__AVAILABLE RECORDS__
•••
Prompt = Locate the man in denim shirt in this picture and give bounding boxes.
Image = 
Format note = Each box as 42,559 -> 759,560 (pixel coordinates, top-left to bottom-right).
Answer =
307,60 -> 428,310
•••
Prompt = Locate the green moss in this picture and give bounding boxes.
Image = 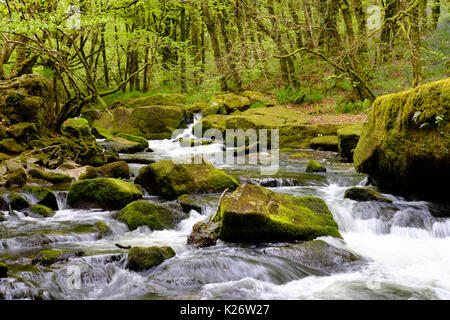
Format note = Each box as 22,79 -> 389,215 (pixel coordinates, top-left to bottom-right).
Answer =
•••
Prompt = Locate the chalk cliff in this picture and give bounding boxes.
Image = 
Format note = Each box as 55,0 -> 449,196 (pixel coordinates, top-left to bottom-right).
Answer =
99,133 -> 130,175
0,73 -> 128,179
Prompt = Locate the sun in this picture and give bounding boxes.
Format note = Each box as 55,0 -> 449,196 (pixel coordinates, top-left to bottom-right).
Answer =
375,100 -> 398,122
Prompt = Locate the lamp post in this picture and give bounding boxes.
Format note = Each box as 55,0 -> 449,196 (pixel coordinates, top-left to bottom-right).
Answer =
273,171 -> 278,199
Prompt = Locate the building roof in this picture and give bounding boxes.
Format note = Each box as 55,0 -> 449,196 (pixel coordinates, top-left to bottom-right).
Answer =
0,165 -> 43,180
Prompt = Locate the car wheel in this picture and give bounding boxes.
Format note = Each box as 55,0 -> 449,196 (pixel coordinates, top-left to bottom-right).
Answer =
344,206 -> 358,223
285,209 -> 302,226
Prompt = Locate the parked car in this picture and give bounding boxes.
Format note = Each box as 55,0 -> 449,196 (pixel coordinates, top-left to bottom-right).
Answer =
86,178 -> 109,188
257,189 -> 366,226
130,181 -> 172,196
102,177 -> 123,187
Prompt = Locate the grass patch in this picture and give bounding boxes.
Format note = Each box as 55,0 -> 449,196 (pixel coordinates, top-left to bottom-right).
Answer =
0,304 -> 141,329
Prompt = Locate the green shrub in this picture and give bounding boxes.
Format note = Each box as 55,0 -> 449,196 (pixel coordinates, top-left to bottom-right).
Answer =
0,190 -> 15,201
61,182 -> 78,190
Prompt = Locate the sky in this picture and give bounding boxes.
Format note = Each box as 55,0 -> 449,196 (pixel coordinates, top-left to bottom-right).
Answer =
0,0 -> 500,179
•••
Switch "denim shirt" to "leather jacket" in the entries, starting with the line that contains "Prompt = Locate the man" and going on through the line that contains "307,60 -> 428,310". Give back only those lines, with everything else unchanged.

Prompt = Locate the man in leather jacket in this picture and give bounding boxes.
Image = 
Format note = Each box as 42,559 -> 759,560 (pixel coordinates, top-left to bottom-right).
Answer =
307,60 -> 428,310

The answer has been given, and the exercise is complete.